Text under study
★ ★ ★ ★ ★
At this time of year we are tugged this way and that. The coldest season demands the warmest heart we can muster. The darkest time of year we confront with the brightest lights. The body assailed with flus and colds, we ask the spirit to rise to the occasion.
This year the contradictions are especially strong. The talk in this austere late fall season, since the election, is all of fiscal austerity—belt tightening, cuts to services. Government to be no more Mr. Nice Guy.
This paper runs front page stories everyday to support the Needy Fund: stories of people who without the generosity of donors would not have been able to pay medical bills, save the house from foreclosure, afford to get out from under an abusive spouse.
These stories are heartwarming and inspiring. But also poignant (in its root meaning of painful). The heartfulness of some is an indictment of the relative heartlessness of a way of life that creates so much neediness.
A key text of the season is that of the transformation of Scrooge. Every year, like the miser who sees the light, we are urged to undergo a transformation, to transcend the business- as- usual, bottomline orientation and tap into something deeper, warmer, more human.
Call it a spiritual revolution in which the capitalist in us ( our inner Wall Street) gets overthrown by a better order.
★ ★ ★ ★ ★
Instructions
1. Reproduce the part of the essay on the holiday season starting at "This paper runs" and ending at "so much neediness.".
2. In the essay on the holiday season, which fund do the paper's daily front-page stories support?

Stored data entries
★ ★ ★ ★ ★
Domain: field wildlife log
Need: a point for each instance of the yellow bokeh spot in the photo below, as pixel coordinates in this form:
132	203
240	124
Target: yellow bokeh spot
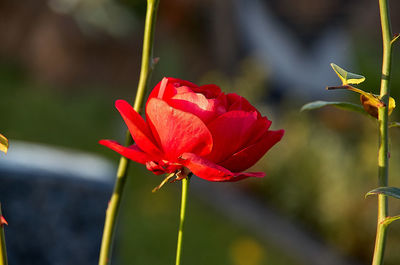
246	251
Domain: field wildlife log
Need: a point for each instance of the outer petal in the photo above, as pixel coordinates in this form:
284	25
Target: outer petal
209	91
247	157
178	131
197	104
171	87
230	133
138	128
208	170
132	152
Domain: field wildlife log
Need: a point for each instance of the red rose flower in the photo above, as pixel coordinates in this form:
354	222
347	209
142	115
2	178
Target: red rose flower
215	135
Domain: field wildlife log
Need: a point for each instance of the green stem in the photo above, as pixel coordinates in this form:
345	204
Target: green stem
145	71
383	153
3	250
185	184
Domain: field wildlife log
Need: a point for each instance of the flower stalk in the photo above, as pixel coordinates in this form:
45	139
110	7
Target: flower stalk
3	250
383	153
115	201
185	184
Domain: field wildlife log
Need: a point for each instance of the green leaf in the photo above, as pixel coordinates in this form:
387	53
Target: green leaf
394	124
389	191
388	220
347	77
3	144
341	105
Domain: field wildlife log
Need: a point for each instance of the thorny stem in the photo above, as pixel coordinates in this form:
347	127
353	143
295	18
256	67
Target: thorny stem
383	153
185	184
115	201
3	250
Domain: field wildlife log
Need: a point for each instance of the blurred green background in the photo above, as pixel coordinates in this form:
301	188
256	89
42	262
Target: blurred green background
64	63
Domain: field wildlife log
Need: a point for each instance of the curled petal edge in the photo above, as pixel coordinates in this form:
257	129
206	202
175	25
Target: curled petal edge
208	170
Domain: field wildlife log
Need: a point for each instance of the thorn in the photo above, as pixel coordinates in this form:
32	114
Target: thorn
3	221
163	182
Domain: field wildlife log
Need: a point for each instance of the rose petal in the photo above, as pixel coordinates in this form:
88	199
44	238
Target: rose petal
209	91
173	86
230	132
197	104
138	128
132	152
178	131
247	157
258	130
236	102
208	170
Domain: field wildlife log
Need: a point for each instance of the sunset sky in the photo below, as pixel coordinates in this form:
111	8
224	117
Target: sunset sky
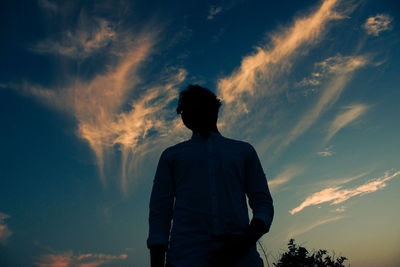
88	93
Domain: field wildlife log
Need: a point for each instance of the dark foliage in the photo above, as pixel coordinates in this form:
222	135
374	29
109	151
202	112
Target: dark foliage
298	256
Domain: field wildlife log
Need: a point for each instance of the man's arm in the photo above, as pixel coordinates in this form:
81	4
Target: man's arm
257	191
161	205
260	202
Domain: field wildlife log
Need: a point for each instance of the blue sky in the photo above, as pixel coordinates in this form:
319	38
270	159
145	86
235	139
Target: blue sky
88	91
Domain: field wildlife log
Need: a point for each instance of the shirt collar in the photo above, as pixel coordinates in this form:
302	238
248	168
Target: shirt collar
198	137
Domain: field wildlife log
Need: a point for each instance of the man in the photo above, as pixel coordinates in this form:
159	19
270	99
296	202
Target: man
201	185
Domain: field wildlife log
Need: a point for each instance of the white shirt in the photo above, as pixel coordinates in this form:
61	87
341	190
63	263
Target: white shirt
201	184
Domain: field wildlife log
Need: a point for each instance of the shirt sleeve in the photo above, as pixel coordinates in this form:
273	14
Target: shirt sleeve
257	190
161	204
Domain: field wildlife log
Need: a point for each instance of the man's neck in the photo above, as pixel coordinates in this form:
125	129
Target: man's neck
206	133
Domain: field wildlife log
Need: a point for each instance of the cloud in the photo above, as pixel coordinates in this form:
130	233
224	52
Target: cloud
68	259
90	36
115	109
350	113
326	153
345	180
214	10
340	209
260	65
337	194
308	228
285	176
377	24
48	5
256	86
5	232
340	69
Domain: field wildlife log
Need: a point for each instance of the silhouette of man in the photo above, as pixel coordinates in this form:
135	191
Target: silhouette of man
201	185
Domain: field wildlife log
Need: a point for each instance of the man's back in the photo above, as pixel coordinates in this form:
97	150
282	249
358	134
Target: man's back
208	178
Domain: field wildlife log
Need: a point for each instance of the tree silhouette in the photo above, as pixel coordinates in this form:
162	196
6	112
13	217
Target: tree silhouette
298	256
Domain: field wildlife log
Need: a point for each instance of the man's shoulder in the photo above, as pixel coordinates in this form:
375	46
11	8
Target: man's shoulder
176	147
237	143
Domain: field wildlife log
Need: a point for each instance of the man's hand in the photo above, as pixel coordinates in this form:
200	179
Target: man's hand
235	247
230	253
157	255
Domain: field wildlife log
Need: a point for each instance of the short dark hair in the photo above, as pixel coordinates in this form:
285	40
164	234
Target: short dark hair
195	95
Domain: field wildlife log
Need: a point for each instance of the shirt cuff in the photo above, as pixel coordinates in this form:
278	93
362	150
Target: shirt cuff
156	240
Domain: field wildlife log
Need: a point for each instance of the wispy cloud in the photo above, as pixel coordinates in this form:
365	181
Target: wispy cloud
338	194
68	259
344	180
377	24
308	228
214	10
258	84
340	69
261	65
5	232
349	114
340	209
113	112
90	36
284	177
48	5
327	152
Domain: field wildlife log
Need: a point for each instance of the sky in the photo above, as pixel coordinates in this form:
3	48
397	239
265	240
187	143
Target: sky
★ ★ ★ ★ ★
Exercise solutions
1.
This paper runs front page stories everyday to support the Needy Fund: stories of people who without the generosity of donors would not have been able to pay medical bills, save the house from foreclosure, afford to get out from under an abusive spouse.
These stories are heartwarming and inspiring. But also poignant (in its root meaning of painful). The heartfulness of some is an indictment of the relative heartlessness of a way of life that creates so much neediness.

2. The Needy Fund